_Task goal_
The required output is the line that contains "Please place a point on the building" plus every line after it in the listing below, copied exactly as it appears.

_Items_
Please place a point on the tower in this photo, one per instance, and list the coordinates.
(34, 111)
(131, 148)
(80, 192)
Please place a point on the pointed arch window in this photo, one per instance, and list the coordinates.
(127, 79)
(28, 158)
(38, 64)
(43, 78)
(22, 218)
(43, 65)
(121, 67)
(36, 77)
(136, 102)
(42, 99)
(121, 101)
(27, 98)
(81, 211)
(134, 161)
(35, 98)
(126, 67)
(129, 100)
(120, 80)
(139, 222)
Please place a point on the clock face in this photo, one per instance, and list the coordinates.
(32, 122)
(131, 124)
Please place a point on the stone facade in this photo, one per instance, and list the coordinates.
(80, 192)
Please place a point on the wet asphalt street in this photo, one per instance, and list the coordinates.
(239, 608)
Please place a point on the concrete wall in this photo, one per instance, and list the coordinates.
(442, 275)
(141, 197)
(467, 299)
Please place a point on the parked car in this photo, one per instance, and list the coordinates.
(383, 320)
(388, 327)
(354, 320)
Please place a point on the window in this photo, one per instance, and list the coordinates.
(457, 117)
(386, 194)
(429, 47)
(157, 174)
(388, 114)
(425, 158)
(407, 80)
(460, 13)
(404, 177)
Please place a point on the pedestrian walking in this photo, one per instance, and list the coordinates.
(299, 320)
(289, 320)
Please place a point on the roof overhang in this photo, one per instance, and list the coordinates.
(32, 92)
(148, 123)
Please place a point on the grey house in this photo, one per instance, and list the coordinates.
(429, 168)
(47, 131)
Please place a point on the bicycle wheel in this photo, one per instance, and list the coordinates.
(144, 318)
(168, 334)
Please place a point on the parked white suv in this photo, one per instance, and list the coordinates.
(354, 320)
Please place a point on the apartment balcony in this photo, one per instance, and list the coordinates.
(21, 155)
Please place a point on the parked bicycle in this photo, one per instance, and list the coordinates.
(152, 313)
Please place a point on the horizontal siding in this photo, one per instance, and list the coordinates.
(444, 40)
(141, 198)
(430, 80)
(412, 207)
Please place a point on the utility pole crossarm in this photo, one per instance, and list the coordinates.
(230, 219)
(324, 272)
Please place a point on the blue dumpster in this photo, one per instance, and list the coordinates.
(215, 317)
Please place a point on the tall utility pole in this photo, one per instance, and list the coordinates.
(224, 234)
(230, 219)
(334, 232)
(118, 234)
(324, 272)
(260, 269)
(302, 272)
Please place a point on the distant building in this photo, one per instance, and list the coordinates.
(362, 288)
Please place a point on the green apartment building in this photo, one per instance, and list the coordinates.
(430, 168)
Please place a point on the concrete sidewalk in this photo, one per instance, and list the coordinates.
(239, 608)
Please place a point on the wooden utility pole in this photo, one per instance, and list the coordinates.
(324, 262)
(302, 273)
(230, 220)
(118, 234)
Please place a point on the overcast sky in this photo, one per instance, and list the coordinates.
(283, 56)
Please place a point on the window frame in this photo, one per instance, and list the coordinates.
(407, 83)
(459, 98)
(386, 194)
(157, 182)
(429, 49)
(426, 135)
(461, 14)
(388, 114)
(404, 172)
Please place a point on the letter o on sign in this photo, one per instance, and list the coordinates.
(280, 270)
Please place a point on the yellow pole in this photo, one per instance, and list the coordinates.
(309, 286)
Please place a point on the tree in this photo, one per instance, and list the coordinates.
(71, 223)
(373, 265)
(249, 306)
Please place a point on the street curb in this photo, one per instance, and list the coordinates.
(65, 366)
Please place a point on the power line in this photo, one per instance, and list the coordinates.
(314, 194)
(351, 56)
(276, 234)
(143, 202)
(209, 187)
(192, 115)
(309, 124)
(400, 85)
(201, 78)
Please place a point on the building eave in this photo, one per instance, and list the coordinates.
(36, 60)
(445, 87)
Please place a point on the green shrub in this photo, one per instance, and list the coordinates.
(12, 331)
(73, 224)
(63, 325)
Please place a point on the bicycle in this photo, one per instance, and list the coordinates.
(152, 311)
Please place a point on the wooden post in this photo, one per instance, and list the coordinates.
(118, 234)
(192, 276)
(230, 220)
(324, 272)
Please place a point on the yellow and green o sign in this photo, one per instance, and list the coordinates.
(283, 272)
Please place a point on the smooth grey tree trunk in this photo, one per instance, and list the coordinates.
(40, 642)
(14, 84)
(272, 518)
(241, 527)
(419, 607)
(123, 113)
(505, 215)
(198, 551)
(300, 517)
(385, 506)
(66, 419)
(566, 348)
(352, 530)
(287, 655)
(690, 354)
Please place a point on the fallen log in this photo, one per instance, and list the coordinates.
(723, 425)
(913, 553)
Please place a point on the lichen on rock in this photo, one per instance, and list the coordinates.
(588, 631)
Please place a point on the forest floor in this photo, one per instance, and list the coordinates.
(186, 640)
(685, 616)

_Task response_
Please place a point on the building eave in this photo, one per instance, and list the coordinates.
(36, 60)
(445, 87)
Please place a point on the green shrub in this photo, one per instance, and list the coordinates.
(12, 331)
(73, 224)
(63, 325)
Please place a point on the bicycle in this photo, one per instance, and list the coordinates.
(152, 311)
Please place a point on the wooden post in this photo, one per instance, and list the coordinates.
(118, 234)
(192, 276)
(230, 220)
(324, 272)
Please place a point on the yellow and green o sign in this photo, one per instance, and list the coordinates.
(283, 272)
Please place a point on the smooth grey tree trunk in this photo, one per instance, and list the coordinates.
(40, 642)
(14, 84)
(272, 518)
(241, 527)
(419, 607)
(123, 113)
(505, 215)
(198, 551)
(300, 517)
(385, 506)
(66, 419)
(566, 348)
(352, 530)
(287, 655)
(690, 354)
Please place a point on the fallen log in this photo, one per instance, and list the coordinates.
(723, 425)
(913, 553)
Please place a point on the lichen on rock in this photo, one per instance, and list the coordinates.
(588, 631)
Please place a point on the forest floor in this photo, one per instance, and list the coordinates.
(186, 640)
(685, 616)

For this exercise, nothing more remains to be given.